**Stated problem**: Below are records; extract exactly the lines from the one with "of the undergrowth?" through the final line, including both, but drop the pictures.

**Records shown**:
>>>
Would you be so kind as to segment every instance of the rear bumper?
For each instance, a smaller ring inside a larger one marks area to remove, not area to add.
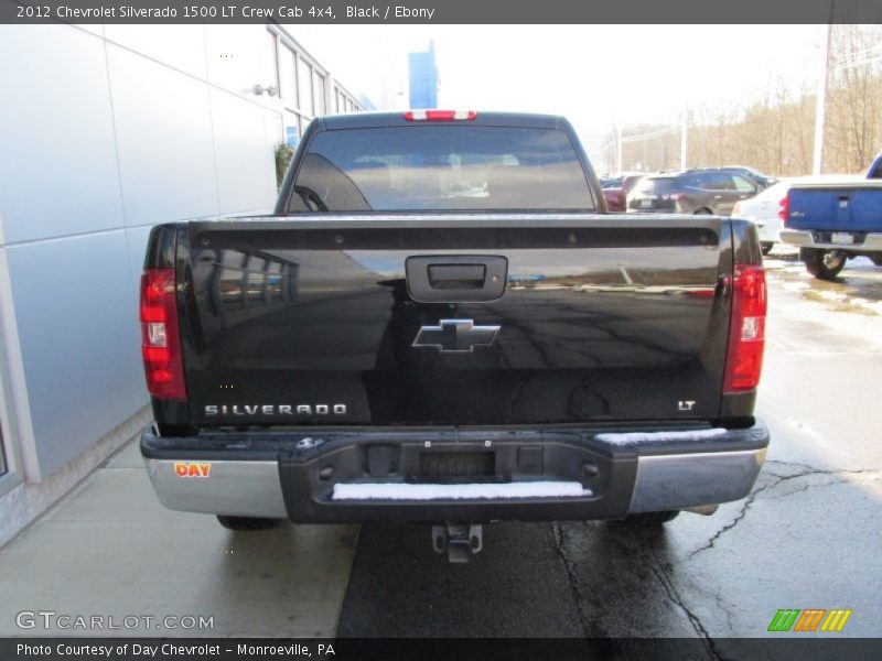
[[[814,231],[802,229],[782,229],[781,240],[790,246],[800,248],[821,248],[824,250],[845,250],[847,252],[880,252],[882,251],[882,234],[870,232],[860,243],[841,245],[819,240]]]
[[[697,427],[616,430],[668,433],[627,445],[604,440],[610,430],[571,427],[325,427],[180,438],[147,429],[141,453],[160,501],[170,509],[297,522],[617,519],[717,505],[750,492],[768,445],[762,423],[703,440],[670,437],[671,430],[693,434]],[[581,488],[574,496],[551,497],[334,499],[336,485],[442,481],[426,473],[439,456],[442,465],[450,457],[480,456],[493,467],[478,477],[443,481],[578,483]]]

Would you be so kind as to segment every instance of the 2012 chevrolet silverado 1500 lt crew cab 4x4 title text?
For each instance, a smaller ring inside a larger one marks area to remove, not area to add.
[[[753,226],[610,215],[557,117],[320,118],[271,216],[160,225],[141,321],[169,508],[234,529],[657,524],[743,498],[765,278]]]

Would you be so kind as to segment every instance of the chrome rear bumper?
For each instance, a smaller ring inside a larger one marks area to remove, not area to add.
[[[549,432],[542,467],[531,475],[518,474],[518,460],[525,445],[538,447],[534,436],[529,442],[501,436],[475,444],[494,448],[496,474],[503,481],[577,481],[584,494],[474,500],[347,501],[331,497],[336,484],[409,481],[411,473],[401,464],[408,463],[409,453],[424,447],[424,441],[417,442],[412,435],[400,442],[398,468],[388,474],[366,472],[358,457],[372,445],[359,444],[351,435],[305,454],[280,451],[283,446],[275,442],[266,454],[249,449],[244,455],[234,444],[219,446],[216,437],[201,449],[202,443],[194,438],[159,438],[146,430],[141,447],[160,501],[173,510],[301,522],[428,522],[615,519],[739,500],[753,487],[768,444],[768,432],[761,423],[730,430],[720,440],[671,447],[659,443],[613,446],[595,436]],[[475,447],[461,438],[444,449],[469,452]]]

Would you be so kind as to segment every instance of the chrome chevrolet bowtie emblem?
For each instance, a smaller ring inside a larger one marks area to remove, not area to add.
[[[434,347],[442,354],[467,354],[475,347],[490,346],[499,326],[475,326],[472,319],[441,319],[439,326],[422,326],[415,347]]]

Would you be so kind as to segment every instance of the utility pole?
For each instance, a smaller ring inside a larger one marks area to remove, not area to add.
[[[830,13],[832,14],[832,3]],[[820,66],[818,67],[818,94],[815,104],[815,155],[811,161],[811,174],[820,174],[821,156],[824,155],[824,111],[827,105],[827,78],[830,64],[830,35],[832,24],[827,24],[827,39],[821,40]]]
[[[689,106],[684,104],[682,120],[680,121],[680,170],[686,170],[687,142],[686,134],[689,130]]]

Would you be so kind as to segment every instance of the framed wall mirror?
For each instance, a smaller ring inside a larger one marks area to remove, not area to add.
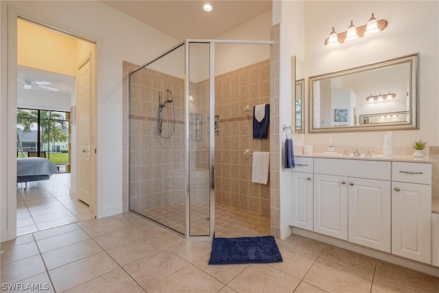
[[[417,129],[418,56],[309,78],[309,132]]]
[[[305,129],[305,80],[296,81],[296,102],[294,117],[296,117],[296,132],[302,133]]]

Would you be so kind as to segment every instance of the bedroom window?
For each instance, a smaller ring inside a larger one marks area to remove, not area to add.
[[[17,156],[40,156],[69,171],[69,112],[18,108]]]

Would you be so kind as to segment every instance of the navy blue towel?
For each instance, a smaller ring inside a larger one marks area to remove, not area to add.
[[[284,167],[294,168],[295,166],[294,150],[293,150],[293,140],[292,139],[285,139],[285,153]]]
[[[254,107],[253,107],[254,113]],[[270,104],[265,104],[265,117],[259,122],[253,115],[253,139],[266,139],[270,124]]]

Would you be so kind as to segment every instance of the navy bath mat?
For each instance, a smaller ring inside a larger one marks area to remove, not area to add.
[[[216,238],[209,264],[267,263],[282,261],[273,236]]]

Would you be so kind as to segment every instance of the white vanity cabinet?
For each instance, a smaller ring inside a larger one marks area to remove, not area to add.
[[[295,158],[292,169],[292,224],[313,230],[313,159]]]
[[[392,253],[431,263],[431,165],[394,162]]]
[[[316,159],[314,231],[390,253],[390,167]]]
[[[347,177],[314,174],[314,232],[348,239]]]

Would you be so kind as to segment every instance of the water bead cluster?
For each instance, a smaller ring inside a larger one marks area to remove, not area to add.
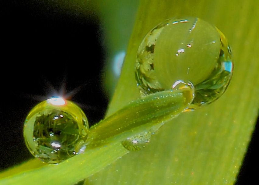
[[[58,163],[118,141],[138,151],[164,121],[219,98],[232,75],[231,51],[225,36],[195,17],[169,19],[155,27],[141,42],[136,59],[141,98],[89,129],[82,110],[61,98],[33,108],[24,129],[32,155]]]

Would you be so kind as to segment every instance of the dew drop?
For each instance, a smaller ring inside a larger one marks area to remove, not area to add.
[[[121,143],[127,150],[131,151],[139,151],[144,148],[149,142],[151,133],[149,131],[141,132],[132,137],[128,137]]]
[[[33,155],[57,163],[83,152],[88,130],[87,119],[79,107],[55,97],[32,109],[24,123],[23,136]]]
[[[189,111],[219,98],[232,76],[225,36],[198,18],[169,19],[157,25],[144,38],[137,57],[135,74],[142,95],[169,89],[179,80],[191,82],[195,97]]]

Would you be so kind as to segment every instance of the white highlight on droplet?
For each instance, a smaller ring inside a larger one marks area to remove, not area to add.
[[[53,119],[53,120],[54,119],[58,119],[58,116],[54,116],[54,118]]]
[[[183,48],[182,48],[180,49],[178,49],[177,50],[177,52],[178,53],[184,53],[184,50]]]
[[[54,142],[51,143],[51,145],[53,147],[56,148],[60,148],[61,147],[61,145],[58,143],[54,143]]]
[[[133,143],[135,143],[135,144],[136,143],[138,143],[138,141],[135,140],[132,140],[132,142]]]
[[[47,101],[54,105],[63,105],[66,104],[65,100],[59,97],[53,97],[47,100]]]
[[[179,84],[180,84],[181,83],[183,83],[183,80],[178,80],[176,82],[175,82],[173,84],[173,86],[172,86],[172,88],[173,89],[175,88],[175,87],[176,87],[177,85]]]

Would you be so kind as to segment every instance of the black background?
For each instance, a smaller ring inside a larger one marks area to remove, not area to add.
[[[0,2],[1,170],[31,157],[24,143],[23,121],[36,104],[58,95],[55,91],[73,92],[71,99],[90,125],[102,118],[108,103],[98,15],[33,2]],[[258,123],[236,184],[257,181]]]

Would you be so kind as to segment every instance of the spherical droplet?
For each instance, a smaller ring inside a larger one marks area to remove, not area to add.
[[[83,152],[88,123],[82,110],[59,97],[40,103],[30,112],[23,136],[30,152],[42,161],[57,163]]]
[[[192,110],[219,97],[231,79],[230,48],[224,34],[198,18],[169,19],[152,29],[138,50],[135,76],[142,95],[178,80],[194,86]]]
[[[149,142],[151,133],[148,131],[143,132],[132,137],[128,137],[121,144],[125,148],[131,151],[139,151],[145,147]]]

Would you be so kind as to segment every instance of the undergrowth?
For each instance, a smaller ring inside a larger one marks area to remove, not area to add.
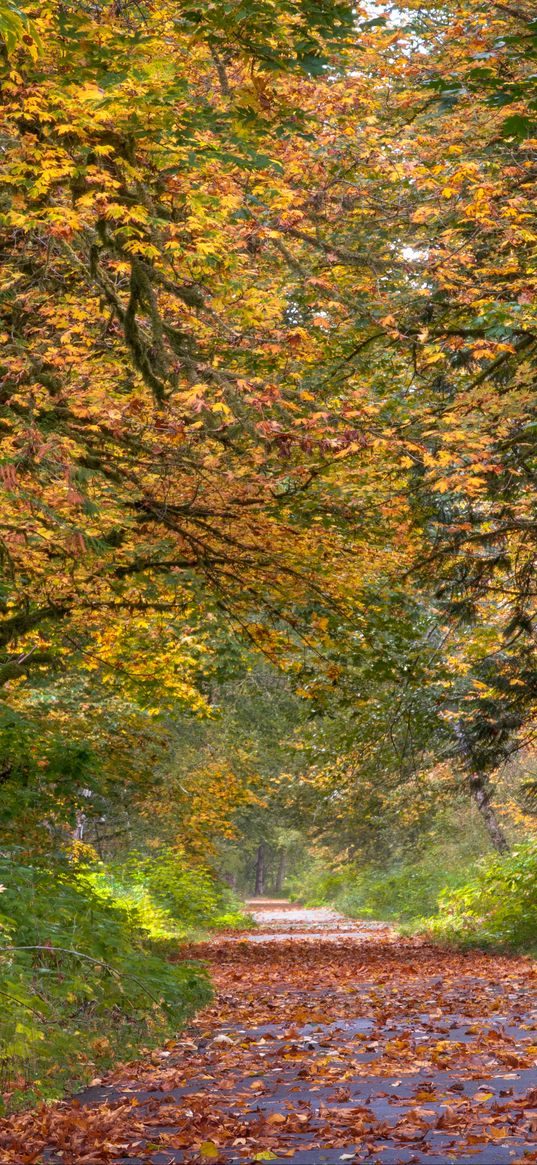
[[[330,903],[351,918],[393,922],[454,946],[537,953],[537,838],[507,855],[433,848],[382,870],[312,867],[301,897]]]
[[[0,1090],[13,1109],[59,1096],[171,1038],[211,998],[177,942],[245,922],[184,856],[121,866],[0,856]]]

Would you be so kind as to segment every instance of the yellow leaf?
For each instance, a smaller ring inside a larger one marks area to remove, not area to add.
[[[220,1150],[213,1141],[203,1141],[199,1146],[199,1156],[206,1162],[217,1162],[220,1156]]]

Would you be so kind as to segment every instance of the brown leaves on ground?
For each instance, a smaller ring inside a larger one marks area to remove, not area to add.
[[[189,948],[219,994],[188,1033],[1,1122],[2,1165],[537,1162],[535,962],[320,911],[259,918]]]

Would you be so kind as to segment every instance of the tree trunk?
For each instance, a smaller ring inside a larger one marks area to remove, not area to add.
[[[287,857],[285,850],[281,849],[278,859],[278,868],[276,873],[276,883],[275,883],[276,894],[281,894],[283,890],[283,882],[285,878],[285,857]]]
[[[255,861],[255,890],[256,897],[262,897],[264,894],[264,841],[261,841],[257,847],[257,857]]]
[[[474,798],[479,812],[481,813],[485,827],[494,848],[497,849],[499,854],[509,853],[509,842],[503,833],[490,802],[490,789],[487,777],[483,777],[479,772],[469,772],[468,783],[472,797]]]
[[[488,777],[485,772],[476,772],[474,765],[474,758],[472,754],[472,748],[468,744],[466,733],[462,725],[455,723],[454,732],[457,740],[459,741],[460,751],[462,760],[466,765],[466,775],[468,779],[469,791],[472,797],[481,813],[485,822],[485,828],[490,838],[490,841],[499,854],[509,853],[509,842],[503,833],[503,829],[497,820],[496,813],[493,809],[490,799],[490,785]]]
<<<
**Correct response**:
Would you be so kind as to segment every instance of the undergrowth?
For each instance, a smaller ring inside a larger one marks area to remove, not area to add.
[[[330,903],[351,918],[393,922],[454,946],[537,953],[537,838],[507,855],[433,848],[382,870],[312,867],[301,897]]]
[[[0,1090],[13,1109],[59,1096],[171,1038],[211,998],[177,942],[245,922],[184,856],[121,866],[0,856]]]

Would you be so kind as to segment every instance of the yellow leaf?
For each instance, a smaller ring inside a larger one marks area to remove, not area to add.
[[[220,1150],[213,1141],[203,1141],[199,1146],[199,1156],[206,1162],[217,1162],[220,1156]]]

Would you be so kind as to segment every instance of the brown leaves on ground?
For each instance, a smaller ring inside a larger one marks area to remove, not area to add.
[[[189,948],[219,994],[188,1033],[1,1122],[2,1165],[537,1162],[535,962],[320,911],[259,918]]]

Would you be so kind as to segment every instance of the tree trunk?
For each instance, a smaller ring inside a larger one marks area to remove, not area to add.
[[[287,857],[285,850],[281,849],[278,859],[278,868],[276,873],[276,883],[275,883],[276,894],[281,894],[283,890],[283,882],[285,878],[285,857]]]
[[[255,861],[255,890],[256,897],[262,897],[264,894],[264,841],[261,841],[257,847],[257,857]]]
[[[474,798],[479,812],[481,813],[485,827],[494,848],[497,849],[499,854],[509,853],[509,842],[503,833],[490,802],[490,789],[487,777],[483,777],[479,772],[469,772],[468,783],[472,797]]]
[[[488,777],[485,772],[476,772],[474,765],[474,758],[472,754],[472,748],[468,744],[466,733],[462,725],[455,723],[454,732],[457,740],[459,741],[460,751],[462,760],[466,765],[466,775],[468,779],[469,791],[472,797],[481,813],[485,822],[485,828],[490,838],[490,841],[499,854],[509,853],[509,842],[503,833],[503,829],[497,820],[496,813],[493,809],[490,799],[490,785]]]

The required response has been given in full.